* [What is required]:
Gather each line of the records that contains the string "foliage".

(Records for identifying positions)
================
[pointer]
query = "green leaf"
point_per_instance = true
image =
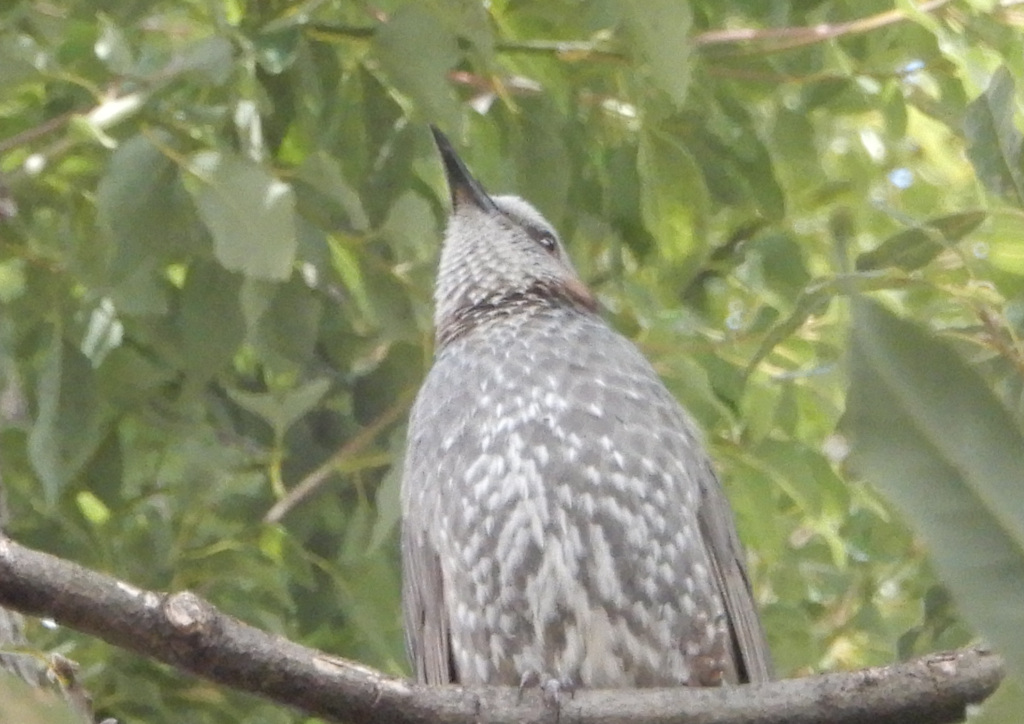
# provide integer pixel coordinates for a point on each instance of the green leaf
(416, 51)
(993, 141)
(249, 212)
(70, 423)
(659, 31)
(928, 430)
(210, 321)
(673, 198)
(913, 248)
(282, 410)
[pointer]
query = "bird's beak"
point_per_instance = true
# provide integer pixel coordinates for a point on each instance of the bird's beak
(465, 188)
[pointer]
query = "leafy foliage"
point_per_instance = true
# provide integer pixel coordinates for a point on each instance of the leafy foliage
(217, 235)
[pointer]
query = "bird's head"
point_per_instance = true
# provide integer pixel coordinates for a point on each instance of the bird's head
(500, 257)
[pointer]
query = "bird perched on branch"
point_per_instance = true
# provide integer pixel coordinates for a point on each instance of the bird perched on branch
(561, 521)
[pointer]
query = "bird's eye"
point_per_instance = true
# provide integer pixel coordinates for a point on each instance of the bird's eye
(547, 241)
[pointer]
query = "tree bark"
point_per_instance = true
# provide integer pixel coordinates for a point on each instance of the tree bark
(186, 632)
================
* [Result below]:
query = "leafy foliage"
# provide integer pixel coordinates for a point on each instance of the leafy foliage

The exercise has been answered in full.